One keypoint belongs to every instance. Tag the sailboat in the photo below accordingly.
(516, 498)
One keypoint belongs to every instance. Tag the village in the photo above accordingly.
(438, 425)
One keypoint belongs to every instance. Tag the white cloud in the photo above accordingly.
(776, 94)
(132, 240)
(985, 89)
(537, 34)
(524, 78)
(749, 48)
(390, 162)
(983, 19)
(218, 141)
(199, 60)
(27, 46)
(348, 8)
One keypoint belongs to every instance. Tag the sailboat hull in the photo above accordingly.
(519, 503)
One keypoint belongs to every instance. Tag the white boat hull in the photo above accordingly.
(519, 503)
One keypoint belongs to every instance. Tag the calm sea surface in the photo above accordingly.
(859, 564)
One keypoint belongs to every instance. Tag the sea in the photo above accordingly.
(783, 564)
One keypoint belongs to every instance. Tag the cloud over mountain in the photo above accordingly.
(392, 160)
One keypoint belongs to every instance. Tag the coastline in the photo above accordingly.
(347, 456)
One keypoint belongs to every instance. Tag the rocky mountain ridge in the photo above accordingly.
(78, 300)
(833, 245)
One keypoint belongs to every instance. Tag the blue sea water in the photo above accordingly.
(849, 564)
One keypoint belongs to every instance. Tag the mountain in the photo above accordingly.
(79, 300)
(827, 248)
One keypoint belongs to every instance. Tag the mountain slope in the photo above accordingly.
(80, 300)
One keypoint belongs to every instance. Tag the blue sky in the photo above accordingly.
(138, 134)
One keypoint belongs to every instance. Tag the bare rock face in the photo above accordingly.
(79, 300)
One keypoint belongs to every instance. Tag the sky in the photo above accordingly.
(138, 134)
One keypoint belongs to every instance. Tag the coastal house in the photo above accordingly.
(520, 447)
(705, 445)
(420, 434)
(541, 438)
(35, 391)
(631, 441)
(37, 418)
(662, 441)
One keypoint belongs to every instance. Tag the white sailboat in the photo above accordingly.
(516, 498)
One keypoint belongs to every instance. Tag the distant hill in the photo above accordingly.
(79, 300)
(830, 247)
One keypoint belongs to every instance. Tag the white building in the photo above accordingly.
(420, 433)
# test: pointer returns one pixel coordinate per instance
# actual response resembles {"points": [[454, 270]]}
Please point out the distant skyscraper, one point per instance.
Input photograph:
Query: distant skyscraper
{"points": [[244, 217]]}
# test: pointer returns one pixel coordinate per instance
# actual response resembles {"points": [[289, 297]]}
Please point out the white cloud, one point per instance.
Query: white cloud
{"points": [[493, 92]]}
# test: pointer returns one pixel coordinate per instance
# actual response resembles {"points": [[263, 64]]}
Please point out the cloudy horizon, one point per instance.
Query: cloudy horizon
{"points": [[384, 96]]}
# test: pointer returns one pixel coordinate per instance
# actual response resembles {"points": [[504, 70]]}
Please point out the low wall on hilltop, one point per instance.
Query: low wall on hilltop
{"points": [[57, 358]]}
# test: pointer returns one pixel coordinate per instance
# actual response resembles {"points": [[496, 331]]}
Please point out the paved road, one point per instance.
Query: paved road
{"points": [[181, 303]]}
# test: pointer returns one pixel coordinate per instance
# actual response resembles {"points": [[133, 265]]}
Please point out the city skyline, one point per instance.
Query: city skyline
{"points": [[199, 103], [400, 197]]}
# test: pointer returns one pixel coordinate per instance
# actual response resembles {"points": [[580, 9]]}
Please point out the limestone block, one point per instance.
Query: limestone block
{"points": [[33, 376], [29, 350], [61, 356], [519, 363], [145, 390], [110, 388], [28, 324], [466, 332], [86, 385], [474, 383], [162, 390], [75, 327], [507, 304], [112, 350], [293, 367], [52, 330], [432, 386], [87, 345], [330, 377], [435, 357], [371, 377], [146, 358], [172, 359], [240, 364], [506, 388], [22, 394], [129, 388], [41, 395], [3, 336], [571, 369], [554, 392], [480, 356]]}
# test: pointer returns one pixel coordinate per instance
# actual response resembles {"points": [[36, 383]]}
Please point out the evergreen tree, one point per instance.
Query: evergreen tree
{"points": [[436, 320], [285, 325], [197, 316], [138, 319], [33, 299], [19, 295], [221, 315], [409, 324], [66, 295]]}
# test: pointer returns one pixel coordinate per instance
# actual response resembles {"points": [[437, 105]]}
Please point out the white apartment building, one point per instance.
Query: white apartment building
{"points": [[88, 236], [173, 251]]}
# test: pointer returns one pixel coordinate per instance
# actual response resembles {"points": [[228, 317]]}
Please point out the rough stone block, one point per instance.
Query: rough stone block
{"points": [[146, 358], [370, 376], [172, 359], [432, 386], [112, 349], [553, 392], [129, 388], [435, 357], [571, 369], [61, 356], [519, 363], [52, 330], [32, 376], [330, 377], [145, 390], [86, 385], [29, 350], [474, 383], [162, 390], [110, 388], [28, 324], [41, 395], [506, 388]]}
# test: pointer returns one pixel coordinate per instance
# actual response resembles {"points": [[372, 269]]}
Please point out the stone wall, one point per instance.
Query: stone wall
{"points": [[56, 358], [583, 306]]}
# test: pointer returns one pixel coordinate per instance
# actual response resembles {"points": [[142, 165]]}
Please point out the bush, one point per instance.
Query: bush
_ _ _ _ _ _ _
* _Task goal_:
Once you have read the records, output each one exactly as written.

* _Reply_:
One keypoint belongs to every instance. Tag the sailboat in the photo below accordingly.
(516, 498)
One keypoint belongs to every instance. Tag the village in the photo above accordingly.
(438, 425)
One keypoint belongs to every instance. Tag the white cloud in the photo above accordingly.
(776, 94)
(132, 240)
(985, 89)
(537, 34)
(524, 78)
(749, 48)
(390, 162)
(983, 19)
(218, 141)
(199, 60)
(27, 46)
(348, 8)
One keypoint belongs to every instance. Tag the sailboat hull in the photo above accordingly.
(519, 503)
One keypoint belongs to every instance. Tag the white boat hull in the photo above accordingly.
(519, 503)
One keypoint belongs to every instance. Tag the calm sea surface in the photo above accordingly.
(859, 564)
One keypoint belongs to every instance. Tag the sea in the photo above accordingly.
(783, 564)
One keypoint belongs to every instance. Tag the cloud over mountain in the photo above accordingly.
(392, 160)
One keypoint belongs to every instance. Tag the coastline in the photo above accordingly.
(347, 456)
One keypoint belongs to every instance. Tag the rocky mountain ridge in the photo above accordingly.
(78, 300)
(833, 245)
One keypoint belongs to every instance. Tag the blue sea water in the photo above accordingly.
(849, 564)
One keypoint belongs to every instance. Tag the mountain in the photo above accordingly.
(79, 300)
(827, 248)
One keypoint belongs to every instance. Tag the mountain slope in the photo above accordingly.
(80, 300)
One keypoint belongs to every instance. Tag the blue sky in the photo above accordingly.
(138, 134)
One keypoint belongs to every instance. Tag the bare rock face in the photo above accordingly.
(79, 300)
One keypoint belongs to every instance. Tag the sky in the photo above accordingly.
(138, 134)
One keypoint belongs to every instance. Tag the coastal house in the photo above accordingly.
(520, 447)
(705, 445)
(420, 434)
(541, 438)
(35, 391)
(631, 441)
(37, 418)
(662, 441)
One keypoint belongs to every instance. Tag the white sailboat in the photo above accordingly.
(516, 498)
One keypoint belongs to every instance. Tag the distant hill in the photo above accordingly.
(79, 300)
(830, 247)
One keypoint belongs to every instance. Tag the white building in the photo above accordingly.
(420, 433)
# test: pointer returns one pixel coordinate per instance
# actual response resembles {"points": [[454, 270]]}
Please point out the distant skyscraper, one point per instance.
Input photograph:
Query: distant skyscraper
{"points": [[244, 217]]}
# test: pointer returns one pixel coordinate per instance
# actual response resembles {"points": [[289, 297]]}
Please point out the white cloud, one point per instance.
Query: white cloud
{"points": [[493, 92]]}
# test: pointer returns one pixel coordinate per instance
# actual response resembles {"points": [[263, 64]]}
Please point out the cloudy horizon, one point per instance.
Query: cloudy horizon
{"points": [[384, 96]]}
# test: pointer returns one pixel coordinate per instance
# actual response resembles {"points": [[504, 70]]}
Please point out the low wall on hilltop, one point per instance.
Query: low wall on hilltop
{"points": [[57, 358]]}
# test: pointer returns one pixel coordinate per instance
# actual response resembles {"points": [[496, 331]]}
Please point out the paved road, one point per instance.
Query: paved road
{"points": [[181, 303]]}
# test: pointer returns one pixel coordinate per instance
# actual response resembles {"points": [[133, 265]]}
Please point out the city skyline, one point per instance.
Query: city skyline
{"points": [[199, 103], [400, 197]]}
# test: pointer returns one pixel coordinate per instance
# actual response resembles {"points": [[580, 9]]}
Please point out the limestone block, one point per instance.
Query: limestone block
{"points": [[33, 376], [29, 350], [61, 356], [519, 363], [145, 390], [110, 388], [28, 324], [466, 332], [86, 385], [474, 383], [162, 390], [75, 327], [507, 304], [112, 350], [293, 367], [52, 330], [432, 386], [87, 345], [330, 377], [435, 357], [371, 377], [146, 358], [172, 359], [240, 364], [506, 388], [22, 394], [129, 388], [41, 395], [3, 336], [571, 369], [554, 392], [480, 356]]}
# test: pointer returns one pixel coordinate per instance
# actual response resembles {"points": [[36, 383]]}
Please point out the evergreen tree, one point per instance.
Query: evergreen tree
{"points": [[436, 320], [285, 325], [197, 316], [138, 319], [33, 299], [19, 295], [221, 315], [409, 324], [66, 295]]}
# test: pointer returns one pixel coordinate per instance
# actual response resembles {"points": [[437, 105]]}
Please point out the white apartment building, one point per instance.
Query: white apartment building
{"points": [[88, 236], [173, 251]]}
# test: pointer returns one pixel coordinate per instance
# actual response resembles {"points": [[228, 317]]}
Please point out the rough stone block, one point per instance.
Query: rough stone block
{"points": [[146, 358], [370, 376], [172, 359], [432, 386], [112, 349], [553, 392], [129, 388], [435, 357], [571, 369], [61, 356], [519, 363], [52, 330], [32, 376], [330, 377], [145, 390], [86, 385], [29, 350], [474, 383], [162, 390], [110, 388], [28, 324], [41, 395], [506, 388]]}
# test: pointer returns one pixel coordinate per instance
# actual response resembles {"points": [[372, 269]]}
Please point out the stone wall, one point per instance.
Query: stone wall
{"points": [[56, 358], [583, 306]]}
# test: pointer returns one pixel coordinate per instance
# actual response resembles {"points": [[142, 165]]}
Please point out the bush, one point per instance.
Query: bush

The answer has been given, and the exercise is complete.